- Exercise requirements: For each line below that includes the word "navy", make a copy.

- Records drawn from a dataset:
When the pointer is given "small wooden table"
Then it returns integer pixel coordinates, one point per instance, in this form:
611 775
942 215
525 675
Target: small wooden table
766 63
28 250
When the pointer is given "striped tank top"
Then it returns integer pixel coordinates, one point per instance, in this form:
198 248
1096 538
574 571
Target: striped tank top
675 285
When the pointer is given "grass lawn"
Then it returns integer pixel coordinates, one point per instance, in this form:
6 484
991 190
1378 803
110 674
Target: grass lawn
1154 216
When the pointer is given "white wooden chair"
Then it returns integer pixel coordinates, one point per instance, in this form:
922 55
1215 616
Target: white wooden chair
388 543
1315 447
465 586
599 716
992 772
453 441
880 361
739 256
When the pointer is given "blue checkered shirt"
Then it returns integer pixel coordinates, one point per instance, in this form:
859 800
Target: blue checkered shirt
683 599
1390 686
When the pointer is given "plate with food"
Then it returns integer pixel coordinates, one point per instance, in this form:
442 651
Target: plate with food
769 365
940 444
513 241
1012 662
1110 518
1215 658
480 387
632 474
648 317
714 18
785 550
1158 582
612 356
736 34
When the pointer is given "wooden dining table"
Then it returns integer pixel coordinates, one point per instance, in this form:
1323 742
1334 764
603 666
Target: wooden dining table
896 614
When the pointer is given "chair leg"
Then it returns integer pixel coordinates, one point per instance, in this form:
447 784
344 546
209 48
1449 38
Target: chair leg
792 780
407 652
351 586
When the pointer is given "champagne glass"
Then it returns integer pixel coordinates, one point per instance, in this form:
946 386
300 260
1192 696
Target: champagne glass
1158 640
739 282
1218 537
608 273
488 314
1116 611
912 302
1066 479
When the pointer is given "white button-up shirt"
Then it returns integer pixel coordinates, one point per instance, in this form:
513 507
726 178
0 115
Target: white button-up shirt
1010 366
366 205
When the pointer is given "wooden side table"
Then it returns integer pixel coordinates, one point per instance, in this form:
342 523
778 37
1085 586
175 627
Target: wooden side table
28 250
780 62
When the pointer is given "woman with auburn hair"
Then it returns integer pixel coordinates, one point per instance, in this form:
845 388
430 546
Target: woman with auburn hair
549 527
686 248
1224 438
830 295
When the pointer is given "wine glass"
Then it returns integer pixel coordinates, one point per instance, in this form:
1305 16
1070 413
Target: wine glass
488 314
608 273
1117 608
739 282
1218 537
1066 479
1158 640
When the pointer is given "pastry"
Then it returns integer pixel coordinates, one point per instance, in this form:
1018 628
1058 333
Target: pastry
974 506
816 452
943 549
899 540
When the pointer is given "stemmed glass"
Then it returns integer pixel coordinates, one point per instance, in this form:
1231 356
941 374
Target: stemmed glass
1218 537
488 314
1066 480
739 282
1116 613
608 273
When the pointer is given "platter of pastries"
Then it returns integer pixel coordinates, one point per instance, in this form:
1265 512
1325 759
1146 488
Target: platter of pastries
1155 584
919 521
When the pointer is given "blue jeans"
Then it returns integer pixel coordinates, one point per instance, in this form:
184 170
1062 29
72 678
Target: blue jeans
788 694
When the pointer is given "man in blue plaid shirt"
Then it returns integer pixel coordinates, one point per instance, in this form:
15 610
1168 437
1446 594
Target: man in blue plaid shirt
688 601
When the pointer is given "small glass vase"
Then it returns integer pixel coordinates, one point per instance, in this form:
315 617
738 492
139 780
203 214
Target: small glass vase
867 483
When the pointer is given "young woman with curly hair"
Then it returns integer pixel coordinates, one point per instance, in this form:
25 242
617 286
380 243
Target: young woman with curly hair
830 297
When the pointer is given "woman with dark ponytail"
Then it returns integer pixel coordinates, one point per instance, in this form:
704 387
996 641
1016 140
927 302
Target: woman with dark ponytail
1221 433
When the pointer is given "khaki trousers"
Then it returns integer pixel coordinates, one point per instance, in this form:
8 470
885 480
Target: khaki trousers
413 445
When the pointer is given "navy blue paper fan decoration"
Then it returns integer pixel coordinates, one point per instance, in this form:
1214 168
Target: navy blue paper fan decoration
---
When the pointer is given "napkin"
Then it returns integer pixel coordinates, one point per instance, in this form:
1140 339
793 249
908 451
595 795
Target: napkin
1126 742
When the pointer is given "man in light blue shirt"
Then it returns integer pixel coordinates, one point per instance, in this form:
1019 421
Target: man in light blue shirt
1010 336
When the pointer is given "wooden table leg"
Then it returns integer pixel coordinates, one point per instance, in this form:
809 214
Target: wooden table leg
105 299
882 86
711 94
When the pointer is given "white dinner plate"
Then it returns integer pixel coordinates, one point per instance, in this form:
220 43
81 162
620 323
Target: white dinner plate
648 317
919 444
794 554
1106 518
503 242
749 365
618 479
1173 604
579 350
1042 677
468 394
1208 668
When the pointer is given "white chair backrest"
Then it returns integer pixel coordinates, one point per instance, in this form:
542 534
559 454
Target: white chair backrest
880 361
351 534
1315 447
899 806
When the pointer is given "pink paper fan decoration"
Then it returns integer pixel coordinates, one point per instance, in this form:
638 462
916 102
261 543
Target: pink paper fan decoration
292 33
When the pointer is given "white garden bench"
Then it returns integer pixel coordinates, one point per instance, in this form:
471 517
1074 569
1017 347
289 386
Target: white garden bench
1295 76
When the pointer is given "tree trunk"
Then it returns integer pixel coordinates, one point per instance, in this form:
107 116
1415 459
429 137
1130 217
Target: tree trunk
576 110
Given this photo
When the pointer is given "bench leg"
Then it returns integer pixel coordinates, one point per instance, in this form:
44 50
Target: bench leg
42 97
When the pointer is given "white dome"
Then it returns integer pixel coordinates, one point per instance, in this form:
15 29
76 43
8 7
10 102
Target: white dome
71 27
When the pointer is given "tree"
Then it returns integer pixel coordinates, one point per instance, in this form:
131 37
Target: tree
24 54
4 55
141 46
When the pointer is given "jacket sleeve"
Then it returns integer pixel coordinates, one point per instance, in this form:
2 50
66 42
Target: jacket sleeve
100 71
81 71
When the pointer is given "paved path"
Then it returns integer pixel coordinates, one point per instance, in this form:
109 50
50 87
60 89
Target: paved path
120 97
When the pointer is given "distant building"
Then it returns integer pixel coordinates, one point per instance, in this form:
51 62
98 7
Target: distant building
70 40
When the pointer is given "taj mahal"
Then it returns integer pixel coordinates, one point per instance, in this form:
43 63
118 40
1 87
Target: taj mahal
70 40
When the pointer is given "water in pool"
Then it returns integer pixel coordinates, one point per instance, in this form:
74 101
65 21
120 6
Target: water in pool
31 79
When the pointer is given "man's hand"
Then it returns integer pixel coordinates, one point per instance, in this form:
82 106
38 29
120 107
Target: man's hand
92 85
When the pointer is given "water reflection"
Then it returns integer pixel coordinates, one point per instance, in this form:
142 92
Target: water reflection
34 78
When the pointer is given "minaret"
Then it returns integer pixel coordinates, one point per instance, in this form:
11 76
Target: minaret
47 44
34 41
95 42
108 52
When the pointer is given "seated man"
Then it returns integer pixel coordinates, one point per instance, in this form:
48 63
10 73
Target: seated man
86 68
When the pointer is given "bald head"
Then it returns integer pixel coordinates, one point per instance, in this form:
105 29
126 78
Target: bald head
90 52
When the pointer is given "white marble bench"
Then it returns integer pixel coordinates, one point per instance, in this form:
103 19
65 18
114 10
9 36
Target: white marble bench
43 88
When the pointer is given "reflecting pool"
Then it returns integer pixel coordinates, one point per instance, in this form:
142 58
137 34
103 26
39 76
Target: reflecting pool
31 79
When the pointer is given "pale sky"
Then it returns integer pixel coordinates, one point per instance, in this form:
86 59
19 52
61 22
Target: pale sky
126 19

- Written solution:
When the pointer is given "navy blue paper fan decoration"
Target: navy blue paper fan decoration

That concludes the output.